§ **Consignes de travail**:
1. Dans le texte sur la RGPP, à quelle date le deuxième Conseil s'est-il tenu ?
2. Recopiez fidèlement le passage du texte sur la RGPP qui va de « Le premier Conseil » jusqu'à « en mai 2008. ».

§ **Texte du document**:
-=-=-
Créons un groupe de travail
A ma grande honte, la création de la RGPP m’avait totalement échappé en 2007. Des déclarations gouvernementales récentes, à l’issue de la tenue du deuxième Conseil, comme quoi la réduction des dépenses publiques s’appuierait sur les travaux du CMPP, ont ressuscité mon attention défaillante. De grands mots comme « rigueur » ont fusé. Pour comprendre de quoi il s’agissait, je me suis tapé les 180 pages du premier rapport d’avancement. Le lecteur trouvera ici quelques notes et impressions de lecture disparates.
Résumons d’abord le projet. La « révision générale des politiques publiques » est une démarche interministérielle de rationalisation de l’Etat. Elle est décrite sur un site particulier, dont toutes les informations présentées ici sont extraites. Elle est pilotée par un Conseil de la modernisation des politiques publiques, présidé par le président de la République, et suivie par un Comité de suivi constitué d’une brochette de hauts fonctionnaires et singulièrement d’un représentant de la « société civile », M. Pébereau.
Le premier Conseil a eu lieu le 12 décembre 2007 et a pris une première série de décisions. Le deuxième Conseil a eu lieu le 4 avril 2008, et a pris une deuxième série de décisions, et également évalué l’avancement de la première série. Le troisième aura lieu en mai 2008.
C’est l’annonce de certains éléments de la deuxième série, comme la fin des cartes de famille nombreuse SNCF, qui a provoqué quelques remous. Il me semble toutefois prudent de se méfier des effets d’annonce, au vu de la polémique qui a suivi cette décision. Cet article est donc consacré uniquement à la première série de décisions.
-=-=-
§ **Données fournies**:
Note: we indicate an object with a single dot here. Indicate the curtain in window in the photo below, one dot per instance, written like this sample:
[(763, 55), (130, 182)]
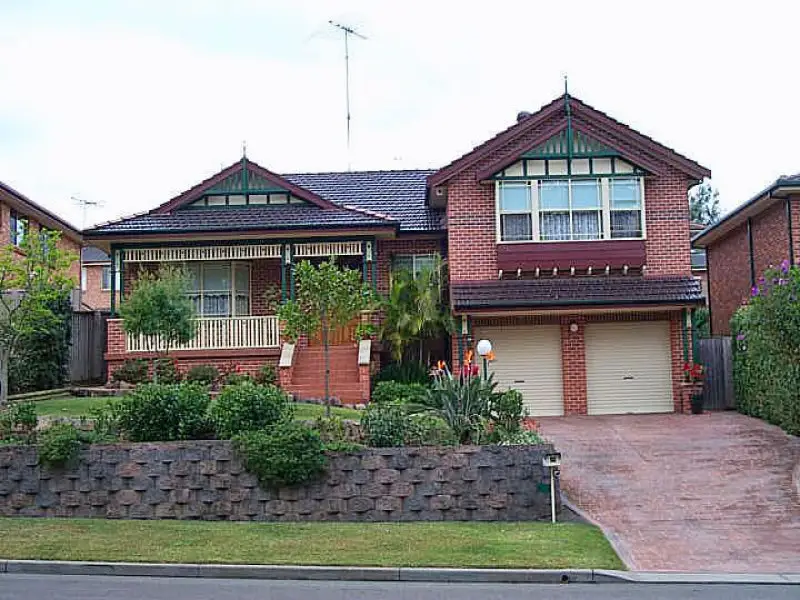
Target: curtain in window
[(516, 227), (586, 225), (555, 226), (626, 223)]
-=-=-
§ **Corrigés complets**:
1. Le 4 avril 2008.

2.
Le premier Conseil a eu lieu le 12 décembre 2007 et a pris une première série de décisions. Le deuxième Conseil a eu lieu le 4 avril 2008, et a pris une deuxième série de décisions, et également évalué l’avancement de la première série. Le troisième aura lieu en mai 2008.